*Task prompt*. Rewrite everything from the start of the records down to the line containing "95 19 L 92 15", changing "Return the mask" to "Output the mask" and leaving everything else unchanged.

*Data lines*.
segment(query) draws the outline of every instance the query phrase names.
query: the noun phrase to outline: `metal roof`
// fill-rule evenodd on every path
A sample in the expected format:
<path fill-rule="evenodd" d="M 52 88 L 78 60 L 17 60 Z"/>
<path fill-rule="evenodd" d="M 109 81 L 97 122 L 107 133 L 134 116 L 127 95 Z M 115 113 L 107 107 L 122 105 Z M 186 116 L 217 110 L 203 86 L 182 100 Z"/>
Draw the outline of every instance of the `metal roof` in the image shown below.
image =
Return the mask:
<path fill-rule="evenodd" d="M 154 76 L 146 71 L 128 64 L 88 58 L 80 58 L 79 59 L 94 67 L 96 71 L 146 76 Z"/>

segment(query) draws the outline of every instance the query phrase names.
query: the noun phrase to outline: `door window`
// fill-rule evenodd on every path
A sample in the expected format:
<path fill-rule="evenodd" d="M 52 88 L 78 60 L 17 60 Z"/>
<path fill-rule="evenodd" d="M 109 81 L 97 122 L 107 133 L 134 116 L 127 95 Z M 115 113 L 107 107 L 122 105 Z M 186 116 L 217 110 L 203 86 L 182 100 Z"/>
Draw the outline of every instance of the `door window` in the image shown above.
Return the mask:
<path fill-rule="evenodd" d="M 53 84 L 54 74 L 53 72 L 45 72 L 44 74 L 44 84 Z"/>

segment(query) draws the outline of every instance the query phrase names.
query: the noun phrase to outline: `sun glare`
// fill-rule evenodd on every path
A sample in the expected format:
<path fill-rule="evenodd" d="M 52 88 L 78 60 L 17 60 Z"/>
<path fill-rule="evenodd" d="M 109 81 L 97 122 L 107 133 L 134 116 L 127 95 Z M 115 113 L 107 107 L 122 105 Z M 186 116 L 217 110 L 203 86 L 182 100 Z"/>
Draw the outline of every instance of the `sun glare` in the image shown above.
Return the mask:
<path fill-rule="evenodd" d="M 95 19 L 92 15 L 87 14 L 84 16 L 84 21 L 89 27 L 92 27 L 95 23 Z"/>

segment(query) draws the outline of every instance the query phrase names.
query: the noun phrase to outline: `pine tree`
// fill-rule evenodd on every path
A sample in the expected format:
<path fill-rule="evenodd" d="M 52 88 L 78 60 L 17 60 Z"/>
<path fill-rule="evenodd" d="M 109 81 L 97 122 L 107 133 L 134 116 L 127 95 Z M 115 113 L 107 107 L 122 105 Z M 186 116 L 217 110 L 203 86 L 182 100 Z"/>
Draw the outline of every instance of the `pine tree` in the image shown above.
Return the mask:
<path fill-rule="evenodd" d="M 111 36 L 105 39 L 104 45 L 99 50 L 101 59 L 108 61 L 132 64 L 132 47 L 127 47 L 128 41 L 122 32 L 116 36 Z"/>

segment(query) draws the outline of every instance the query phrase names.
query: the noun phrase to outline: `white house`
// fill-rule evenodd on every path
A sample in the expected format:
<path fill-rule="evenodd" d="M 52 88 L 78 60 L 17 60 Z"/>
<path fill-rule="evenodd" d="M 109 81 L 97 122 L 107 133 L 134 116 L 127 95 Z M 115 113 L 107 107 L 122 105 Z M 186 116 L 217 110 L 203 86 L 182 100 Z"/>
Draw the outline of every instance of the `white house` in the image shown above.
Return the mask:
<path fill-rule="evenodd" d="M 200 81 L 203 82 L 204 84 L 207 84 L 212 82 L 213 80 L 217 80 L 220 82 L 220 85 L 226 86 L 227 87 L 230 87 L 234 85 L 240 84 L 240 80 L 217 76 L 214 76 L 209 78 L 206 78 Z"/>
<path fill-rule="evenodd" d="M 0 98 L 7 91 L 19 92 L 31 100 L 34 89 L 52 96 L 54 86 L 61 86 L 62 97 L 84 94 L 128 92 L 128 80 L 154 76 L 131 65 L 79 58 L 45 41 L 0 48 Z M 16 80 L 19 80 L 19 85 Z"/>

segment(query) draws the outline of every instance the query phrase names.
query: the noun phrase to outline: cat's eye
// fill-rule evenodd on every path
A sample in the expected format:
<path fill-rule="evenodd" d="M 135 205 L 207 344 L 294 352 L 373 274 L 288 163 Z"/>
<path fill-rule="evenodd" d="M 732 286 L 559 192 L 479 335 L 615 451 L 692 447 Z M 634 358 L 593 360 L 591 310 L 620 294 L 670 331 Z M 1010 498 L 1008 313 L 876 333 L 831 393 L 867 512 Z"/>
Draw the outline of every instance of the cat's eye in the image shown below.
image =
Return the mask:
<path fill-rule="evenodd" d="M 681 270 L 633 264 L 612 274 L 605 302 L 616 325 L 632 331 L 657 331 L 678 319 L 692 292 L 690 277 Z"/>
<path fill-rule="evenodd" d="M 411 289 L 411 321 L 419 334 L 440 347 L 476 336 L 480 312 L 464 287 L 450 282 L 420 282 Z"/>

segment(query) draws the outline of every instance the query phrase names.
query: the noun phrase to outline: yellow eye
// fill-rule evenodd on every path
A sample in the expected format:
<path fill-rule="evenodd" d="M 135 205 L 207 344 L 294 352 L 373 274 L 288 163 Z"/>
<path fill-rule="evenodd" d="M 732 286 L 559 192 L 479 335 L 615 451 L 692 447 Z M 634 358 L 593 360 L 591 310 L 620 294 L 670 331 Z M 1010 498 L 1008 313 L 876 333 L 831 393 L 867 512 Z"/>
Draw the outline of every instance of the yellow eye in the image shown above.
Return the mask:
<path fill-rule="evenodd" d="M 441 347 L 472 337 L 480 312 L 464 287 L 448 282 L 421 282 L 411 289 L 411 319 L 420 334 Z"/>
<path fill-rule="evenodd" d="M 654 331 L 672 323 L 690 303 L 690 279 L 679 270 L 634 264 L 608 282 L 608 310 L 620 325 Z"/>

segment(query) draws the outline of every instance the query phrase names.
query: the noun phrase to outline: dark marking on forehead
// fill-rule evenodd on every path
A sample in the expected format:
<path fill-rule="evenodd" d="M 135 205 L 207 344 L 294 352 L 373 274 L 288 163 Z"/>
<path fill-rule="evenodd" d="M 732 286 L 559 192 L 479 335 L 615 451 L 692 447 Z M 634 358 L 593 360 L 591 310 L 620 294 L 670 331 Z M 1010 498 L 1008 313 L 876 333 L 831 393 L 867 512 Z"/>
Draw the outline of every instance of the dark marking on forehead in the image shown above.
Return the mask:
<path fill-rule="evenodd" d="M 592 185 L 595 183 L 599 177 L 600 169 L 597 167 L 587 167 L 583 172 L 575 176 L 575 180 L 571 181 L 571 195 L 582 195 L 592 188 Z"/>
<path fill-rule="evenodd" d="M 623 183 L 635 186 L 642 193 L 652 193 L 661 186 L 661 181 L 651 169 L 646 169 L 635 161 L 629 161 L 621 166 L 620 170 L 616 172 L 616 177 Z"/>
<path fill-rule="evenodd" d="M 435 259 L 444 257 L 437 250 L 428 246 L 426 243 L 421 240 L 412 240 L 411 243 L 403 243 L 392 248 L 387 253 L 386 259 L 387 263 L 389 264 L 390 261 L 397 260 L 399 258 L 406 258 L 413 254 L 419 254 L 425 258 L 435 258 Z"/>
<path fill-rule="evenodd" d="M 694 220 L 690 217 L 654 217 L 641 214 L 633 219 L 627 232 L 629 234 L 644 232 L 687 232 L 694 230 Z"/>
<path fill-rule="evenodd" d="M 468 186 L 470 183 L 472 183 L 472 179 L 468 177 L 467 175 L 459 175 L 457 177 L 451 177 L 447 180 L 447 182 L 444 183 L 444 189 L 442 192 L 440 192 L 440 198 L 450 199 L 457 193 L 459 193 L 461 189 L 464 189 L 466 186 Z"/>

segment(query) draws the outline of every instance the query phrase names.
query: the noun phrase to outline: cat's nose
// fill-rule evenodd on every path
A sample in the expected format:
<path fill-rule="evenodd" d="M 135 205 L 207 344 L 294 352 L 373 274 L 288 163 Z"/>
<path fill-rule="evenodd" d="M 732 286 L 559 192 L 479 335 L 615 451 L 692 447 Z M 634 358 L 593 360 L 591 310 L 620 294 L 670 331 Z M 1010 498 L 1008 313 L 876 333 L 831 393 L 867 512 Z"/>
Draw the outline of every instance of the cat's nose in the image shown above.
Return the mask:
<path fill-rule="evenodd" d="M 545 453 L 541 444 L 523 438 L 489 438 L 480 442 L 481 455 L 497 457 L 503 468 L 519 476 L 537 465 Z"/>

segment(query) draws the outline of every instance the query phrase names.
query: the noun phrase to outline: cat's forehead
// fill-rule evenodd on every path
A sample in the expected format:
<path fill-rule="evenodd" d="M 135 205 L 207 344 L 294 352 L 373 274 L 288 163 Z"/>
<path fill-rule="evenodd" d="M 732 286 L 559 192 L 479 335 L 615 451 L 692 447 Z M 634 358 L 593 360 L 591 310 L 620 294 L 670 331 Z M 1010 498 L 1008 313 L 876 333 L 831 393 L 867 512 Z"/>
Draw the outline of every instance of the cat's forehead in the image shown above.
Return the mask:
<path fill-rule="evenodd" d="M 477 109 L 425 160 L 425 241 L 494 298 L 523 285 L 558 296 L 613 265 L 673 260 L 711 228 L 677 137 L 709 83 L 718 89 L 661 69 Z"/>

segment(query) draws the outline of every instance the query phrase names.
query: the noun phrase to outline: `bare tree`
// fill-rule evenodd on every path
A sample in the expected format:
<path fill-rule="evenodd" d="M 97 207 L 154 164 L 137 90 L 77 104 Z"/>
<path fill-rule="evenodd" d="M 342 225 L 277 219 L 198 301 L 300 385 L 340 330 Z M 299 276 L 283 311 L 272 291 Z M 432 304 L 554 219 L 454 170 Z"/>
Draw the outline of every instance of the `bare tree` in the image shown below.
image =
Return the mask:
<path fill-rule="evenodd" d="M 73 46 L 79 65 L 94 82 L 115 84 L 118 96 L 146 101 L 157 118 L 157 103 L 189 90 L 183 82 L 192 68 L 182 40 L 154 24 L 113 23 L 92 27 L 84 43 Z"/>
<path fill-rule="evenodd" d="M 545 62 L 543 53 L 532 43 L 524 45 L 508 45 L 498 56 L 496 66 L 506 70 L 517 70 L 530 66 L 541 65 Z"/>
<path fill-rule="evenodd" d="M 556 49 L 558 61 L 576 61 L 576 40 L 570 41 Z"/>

*Written solution*.
segment(query) draws the outline of every instance the query phrase names.
query: the noun phrase to outline: `metal roof`
// fill-rule evenodd on every path
A sample in the expected format:
<path fill-rule="evenodd" d="M 52 88 L 78 60 L 17 60 Z"/>
<path fill-rule="evenodd" d="M 109 81 L 97 122 L 107 133 L 134 116 L 127 95 Z M 115 113 L 107 107 L 122 105 Z M 186 116 L 217 110 L 203 86 L 182 100 Z"/>
Draw the outline of every instance of the `metal roof` in the image shown below.
image =
Output the mask:
<path fill-rule="evenodd" d="M 154 76 L 146 71 L 128 64 L 88 58 L 80 58 L 79 59 L 94 67 L 96 71 L 146 76 Z"/>

segment(query) draws the outline of every instance the query phrase names.
query: the noun phrase to outline: `door window`
// fill-rule evenodd on every path
A sample in the expected format:
<path fill-rule="evenodd" d="M 52 88 L 78 60 L 17 60 Z"/>
<path fill-rule="evenodd" d="M 109 81 L 97 122 L 107 133 L 134 116 L 127 95 Z M 115 113 L 107 107 L 122 105 Z M 186 116 L 217 110 L 203 86 L 182 100 Z"/>
Draw the outline of every instance of the `door window` in the image shown above.
Output the mask:
<path fill-rule="evenodd" d="M 53 84 L 54 74 L 53 72 L 45 72 L 44 74 L 44 84 Z"/>

segment(query) draws the outline of every instance the query phrase names.
query: the noun phrase to outline: `sun glare`
// fill-rule evenodd on every path
A sample in the expected format:
<path fill-rule="evenodd" d="M 52 88 L 78 60 L 17 60 Z"/>
<path fill-rule="evenodd" d="M 109 81 L 97 122 L 107 133 L 134 116 L 127 95 Z M 115 113 L 107 107 L 122 105 Z M 186 116 L 217 110 L 203 86 L 182 100 Z"/>
Draw the outline of every instance of the `sun glare` in the image shown above.
Output the mask:
<path fill-rule="evenodd" d="M 95 19 L 92 15 L 87 14 L 84 16 L 84 21 L 89 27 L 92 27 L 95 23 Z"/>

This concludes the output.